(VORGELEGTER TEXT)
━━━━━━━━━━━━━━━━
Verbesserung der Reichweitevorhersage in der Ionentherapie durch dichteunabhängige Messung von Röntgen-/Ionenschwächung tierischer Gewebe


Verbesserung der Reichweitevorhersage in der Ionentherapie durch dichteunabhängige Messung von Röntgen-/Ionenschwächung tierischer Gewebe

Möhler, C.; Russ, T.; Elter, A.; Latz, B.; Wohlfahrt, P.; Richter, C.; Greilich, S.

Abstract
The conversion of CT numbers to ion stopping-power ratios for therapy planning necessarily includes an empirical component due to the different nature of interaction of photons and ions in tissue. Therefore, measurements are needed for calibration and evaluation. With a new combined measurement setup based on dual-energy CT such measurements can be significantly simplified.
━━━━━━━━━━━━━━━━
(DATENAUSZUG)
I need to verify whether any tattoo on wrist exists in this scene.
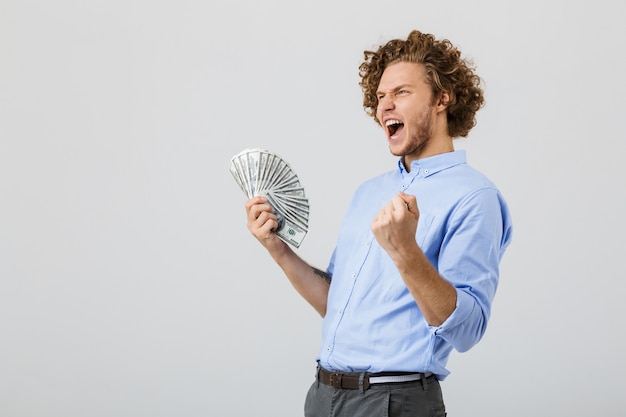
━━━━━━━━━━━━━━━━
(ARBEITSANWEISUNG 1) Schreibe aus dem Text zur Reichweitevorhersage in der Ionentherapie die Stelle wörtlich ab, die bei „Möhler, C.; Russ, T.;“ beginnt und bei „be significantly simplified.“ endet.
(ARBEITSANWEISUNG 2) Worauf basiert laut dem Text zur Reichweitevorhersage in der Ionentherapie der neue kombinierte Messaufbau?
(ARBEITSANWEISUNG 3) Führe den Text zur Reichweitevorhersage in der Ionentherapie im Anschluss an seinen letzten Satz fort.

(ERGEBNIS DER ÜBUNG 1)
Möhler, C.; Russ, T.; Elter, A.; Latz, B.; Wohlfahrt, P.; Richter, C.; Greilich, S.

Abstract
The conversion of CT numbers to ion stopping-power ratios for therapy planning necessarily includes an empirical component due to the different nature of interaction of photons and ions in tissue. Therefore, measurements are needed for calibration and evaluation. With a new combined measurement setup based on dual-energy CT such measurements can be significantly simplified.

(ERGEBNIS DER ÜBUNG 2) Er basiert auf Dual-Energy-CT.

(ERGEBNIS DER ÜBUNG 3)
Zusammenfassung
Die Umrechnung von CT-Zahlen in Ionenbremsvermögen im Rahmen einer Therapieplanung beinhaltet notwendigerweise eine empirische Komponente auf Grund der unterschiedlichen Wechselwirkungen von Photonen und Ionen im Gewebe. Zur Kalibrierung und Evaluierung werden daher Messdaten benötigt. Mit einem neuen, kombinierten Versuchsaufbau auf Grundlage der Dual-Energy Computertomographie (DECT) können solche Messungen erheblich einfacher durchgeführt werden.

Fragestellungen
Zur besseren Ausschöpfung des Potentials der Protonen- und Ionentherapie wird eine genaue Vorhersage von Ionenreichweiten benötigt. Bei der Umrechnung von CT-Zahlen in Ionenbremsvermögen treten jedoch Unsicherheiten auf, deren Ursache in den verschiedenen Mechanismen des Energieverlustes der beteiligten Teilchenarten liegt: kV-Photonen im CT, MeV-Ionen bei der Bestrahlung. Das für die Ionen wichtige mittlere Anregungspotential (der „I-value“) hat keine Entsprechung in den Wechselwirkungen der Photonen. Zur genauen Kalibrierung sowie Verifizierung praktisch sämtlicher Ansätze zur Reichweitevorhersage ist daher die kombinierte Messung von Röntgen- und Ionenschwächung unerlässlich.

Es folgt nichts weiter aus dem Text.